Read the data, and whenever a line holds the word "blue", report that line.

"""

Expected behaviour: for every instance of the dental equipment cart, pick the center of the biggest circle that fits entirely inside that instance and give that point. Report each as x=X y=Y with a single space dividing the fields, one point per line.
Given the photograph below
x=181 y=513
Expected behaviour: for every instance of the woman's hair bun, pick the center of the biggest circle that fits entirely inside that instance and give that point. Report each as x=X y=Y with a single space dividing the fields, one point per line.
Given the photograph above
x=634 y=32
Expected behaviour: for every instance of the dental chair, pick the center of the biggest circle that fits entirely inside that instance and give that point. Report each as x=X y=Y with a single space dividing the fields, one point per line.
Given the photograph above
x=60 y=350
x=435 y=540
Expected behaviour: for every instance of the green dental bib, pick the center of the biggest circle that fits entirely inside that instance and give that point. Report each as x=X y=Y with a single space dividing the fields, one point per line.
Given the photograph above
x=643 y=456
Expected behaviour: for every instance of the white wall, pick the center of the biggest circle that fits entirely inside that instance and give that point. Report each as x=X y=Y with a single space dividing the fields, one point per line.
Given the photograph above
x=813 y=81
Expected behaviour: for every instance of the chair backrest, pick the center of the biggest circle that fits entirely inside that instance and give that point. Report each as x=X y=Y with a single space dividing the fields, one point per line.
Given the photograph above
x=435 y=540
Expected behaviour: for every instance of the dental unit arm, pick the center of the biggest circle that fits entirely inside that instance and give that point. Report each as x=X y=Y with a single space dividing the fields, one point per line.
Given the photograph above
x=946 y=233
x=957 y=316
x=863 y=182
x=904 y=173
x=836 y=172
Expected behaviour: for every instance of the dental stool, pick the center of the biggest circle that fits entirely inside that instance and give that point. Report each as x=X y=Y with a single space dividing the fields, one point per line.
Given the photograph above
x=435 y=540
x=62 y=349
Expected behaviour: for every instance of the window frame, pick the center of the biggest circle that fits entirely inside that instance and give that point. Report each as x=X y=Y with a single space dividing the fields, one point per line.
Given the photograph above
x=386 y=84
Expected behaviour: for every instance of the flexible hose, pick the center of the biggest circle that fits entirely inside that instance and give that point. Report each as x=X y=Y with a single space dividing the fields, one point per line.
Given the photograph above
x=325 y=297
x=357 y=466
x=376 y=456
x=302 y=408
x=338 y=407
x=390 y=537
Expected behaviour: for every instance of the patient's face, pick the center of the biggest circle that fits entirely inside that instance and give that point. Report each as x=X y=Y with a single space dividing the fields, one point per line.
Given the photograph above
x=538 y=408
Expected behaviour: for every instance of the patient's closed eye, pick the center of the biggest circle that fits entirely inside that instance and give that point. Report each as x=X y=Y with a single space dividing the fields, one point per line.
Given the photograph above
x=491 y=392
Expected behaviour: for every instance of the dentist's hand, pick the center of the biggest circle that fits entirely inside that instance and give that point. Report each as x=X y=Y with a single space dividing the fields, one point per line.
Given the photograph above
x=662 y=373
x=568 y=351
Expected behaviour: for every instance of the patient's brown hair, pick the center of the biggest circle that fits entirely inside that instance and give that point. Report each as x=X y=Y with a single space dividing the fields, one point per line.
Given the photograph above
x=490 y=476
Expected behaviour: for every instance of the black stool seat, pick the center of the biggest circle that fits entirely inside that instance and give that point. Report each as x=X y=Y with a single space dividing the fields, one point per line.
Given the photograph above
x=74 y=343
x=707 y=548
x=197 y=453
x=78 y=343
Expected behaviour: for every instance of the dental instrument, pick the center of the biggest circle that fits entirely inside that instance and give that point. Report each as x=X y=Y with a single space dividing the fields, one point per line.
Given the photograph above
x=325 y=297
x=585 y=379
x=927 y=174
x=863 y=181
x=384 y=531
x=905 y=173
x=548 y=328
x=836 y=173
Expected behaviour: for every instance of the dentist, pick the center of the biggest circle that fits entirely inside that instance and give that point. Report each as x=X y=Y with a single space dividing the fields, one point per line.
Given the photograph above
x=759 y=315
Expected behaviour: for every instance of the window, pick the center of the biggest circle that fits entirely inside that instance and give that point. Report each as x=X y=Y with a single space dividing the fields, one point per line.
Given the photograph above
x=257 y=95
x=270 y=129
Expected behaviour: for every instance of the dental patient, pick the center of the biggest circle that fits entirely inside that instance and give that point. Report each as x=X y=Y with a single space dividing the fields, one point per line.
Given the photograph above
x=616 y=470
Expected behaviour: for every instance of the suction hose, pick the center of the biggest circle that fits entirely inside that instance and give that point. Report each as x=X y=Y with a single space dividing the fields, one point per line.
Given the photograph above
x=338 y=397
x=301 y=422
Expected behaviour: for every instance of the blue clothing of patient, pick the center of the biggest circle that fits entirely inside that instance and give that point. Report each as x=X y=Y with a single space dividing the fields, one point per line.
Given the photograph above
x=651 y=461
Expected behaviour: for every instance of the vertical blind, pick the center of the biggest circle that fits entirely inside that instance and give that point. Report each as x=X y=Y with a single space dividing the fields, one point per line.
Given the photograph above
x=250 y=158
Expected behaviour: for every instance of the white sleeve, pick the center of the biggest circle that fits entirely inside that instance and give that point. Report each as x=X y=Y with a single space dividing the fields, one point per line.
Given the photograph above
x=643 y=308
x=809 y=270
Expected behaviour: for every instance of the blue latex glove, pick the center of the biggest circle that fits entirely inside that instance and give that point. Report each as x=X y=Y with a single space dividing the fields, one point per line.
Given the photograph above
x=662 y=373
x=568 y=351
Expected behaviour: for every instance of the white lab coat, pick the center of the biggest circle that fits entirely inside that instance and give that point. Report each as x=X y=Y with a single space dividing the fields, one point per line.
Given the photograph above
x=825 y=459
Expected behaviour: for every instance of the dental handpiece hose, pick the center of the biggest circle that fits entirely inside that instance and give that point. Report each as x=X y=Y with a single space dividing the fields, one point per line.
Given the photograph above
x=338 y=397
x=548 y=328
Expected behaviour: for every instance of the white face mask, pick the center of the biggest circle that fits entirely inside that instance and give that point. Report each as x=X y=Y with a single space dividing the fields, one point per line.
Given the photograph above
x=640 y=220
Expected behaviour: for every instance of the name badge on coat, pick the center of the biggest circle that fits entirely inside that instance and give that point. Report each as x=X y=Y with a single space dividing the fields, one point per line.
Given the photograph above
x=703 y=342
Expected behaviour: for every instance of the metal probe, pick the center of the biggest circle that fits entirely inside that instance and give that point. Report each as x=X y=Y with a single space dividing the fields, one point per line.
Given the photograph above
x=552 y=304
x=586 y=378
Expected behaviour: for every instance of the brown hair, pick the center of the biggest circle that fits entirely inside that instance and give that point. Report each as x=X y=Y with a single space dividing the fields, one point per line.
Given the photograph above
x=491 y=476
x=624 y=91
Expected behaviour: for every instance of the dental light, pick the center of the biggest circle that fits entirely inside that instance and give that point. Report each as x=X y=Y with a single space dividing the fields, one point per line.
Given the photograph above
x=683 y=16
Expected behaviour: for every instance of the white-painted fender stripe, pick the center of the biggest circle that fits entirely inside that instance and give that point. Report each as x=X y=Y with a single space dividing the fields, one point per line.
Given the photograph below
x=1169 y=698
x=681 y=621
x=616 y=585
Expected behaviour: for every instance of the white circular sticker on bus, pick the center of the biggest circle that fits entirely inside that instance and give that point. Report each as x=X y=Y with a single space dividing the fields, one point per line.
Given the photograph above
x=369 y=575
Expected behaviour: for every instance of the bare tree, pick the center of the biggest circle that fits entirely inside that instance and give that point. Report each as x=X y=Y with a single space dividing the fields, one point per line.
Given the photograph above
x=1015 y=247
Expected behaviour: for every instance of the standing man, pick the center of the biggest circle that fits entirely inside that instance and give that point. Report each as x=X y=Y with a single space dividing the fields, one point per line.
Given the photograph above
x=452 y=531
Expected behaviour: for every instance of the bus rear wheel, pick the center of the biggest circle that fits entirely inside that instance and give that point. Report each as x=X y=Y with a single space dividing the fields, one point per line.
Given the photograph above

"""

→ **ANSWER TO THE PROBLEM**
Expected behaviour: for every instance of the blue clothing of patient, pick the center of the biggest circle that fits entirely inside that instance and give that point. Report each as x=X y=Y with a single space dividing the fields, one point per line.
Expected behaviour: for every instance of the blue latex glove, pick the center of the biggest circle that fits entirely inside that instance and give that point. Report each as x=X y=Y with a single space dividing the fields, one point per line.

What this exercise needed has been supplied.